>> Begin EXTRACT
Magnetic materials can effectively extend the absorption bandwidth within a small thickness, because their increased permeability not only improves the possibility of achieving ultrawideband impedance matching to free space but also provides extra magnetic losses compared with dielectric materials. Making full use of high microwave permeability, high magnetic losses, and an appropriate ratio between the permeability and permittivity, the magnetic material can achieve good absorption performance [30]. Considering these, the customized magnetic nanomaterial, a mixture of carbonyl iron powders and resins, is employed for designing the metamaterial absorber. The relative complex permeability (${\mu }_{r1}={\mu }_{r1}^{\prime }-j{\mu }_{r1}^{″}$) and permittivity (${\epsilon }_{r1}={\epsilon }_{r1}^{\prime }-j{\epsilon }_{r1}^{″}$) of the magnetic nanomaterial are shown in Figure 1a, which is obtained by using the coaxial-line method and a vector network analyzer (Agilent N5244). The scanning electron microscopy (SEM) image of the magnetic nanomaterials is shown in Figure 1b, and it is obvious that carbonyl iron powders on the nanometer scale are uniformly distributed in the resin, which provides homogeneous and stable material properties. Sufficient carbonyl iron powders mixed in the resin make the magnetic material possess high real and imaginary parts of the permeability, which will produce large magnetic losses when interacting with the EM wave. As depicted in Figure 1, the measured results show that the magnetic nanomaterial characterizes the frequency-dependent high permeability of both real and imaginary parts, indicating its potential for the high absorption design [31].
>> End EXTRACT
**GOAL**
Reproduce the passage on the magnetic nanomaterial word for word, from its first sentence to its last.
>> Begin EXTRACTED INFORMATION
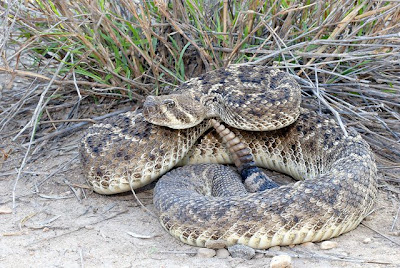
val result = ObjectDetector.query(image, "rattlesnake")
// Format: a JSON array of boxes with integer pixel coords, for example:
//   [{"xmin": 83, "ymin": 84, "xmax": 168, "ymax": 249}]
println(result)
[{"xmin": 80, "ymin": 66, "xmax": 377, "ymax": 248}]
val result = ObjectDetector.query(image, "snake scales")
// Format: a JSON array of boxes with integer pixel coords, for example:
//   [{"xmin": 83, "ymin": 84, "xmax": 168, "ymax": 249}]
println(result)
[{"xmin": 80, "ymin": 66, "xmax": 377, "ymax": 248}]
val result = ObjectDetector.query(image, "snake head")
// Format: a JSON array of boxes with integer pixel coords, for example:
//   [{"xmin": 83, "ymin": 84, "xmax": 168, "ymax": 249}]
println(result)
[{"xmin": 143, "ymin": 94, "xmax": 206, "ymax": 129}]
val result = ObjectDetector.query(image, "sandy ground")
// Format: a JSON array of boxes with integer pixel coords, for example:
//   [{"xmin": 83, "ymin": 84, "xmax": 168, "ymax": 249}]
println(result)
[
  {"xmin": 0, "ymin": 72, "xmax": 400, "ymax": 268},
  {"xmin": 0, "ymin": 126, "xmax": 400, "ymax": 267}
]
>> End EXTRACTED INFORMATION
**WORKED SOLUTION**
Magnetic materials can effectively extend the absorption bandwidth within a small thickness, because their increased permeability not only improves the possibility of achieving ultrawideband impedance matching to free space but also provides extra magnetic losses compared with dielectric materials. Making full use of high microwave permeability, high magnetic losses, and an appropriate ratio between the permeability and permittivity, the magnetic material can achieve good absorption performance [30]. Considering these, the customized magnetic nanomaterial, a mixture of carbonyl iron powders and resins, is employed for designing the metamaterial absorber. The relative complex permeability (${\mu }_{r1}={\mu }_{r1}^{\prime }-j{\mu }_{r1}^{″}$) and permittivity (${\epsilon }_{r1}={\epsilon }_{r1}^{\prime }-j{\epsilon }_{r1}^{″}$) of the magnetic nanomaterial are shown in Figure 1a, which is obtained by using the coaxial-line method and a vector network analyzer (Agilent N5244). The scanning electron microscopy (SEM) image of the magnetic nanomaterials is shown in Figure 1b, and it is obvious that carbonyl iron powders on the nanometer scale are uniformly distributed in the resin, which provides homogeneous and stable material properties. Sufficient carbonyl iron powders mixed in the resin make the magnetic material possess high real and imaginary parts of the permeability, which will produce large magnetic losses when interacting with the EM wave. As depicted in Figure 1, the measured results show that the magnetic nanomaterial characterizes the frequency-dependent high permeability of both real and imaginary parts, indicating its potential for the high absorption design [31].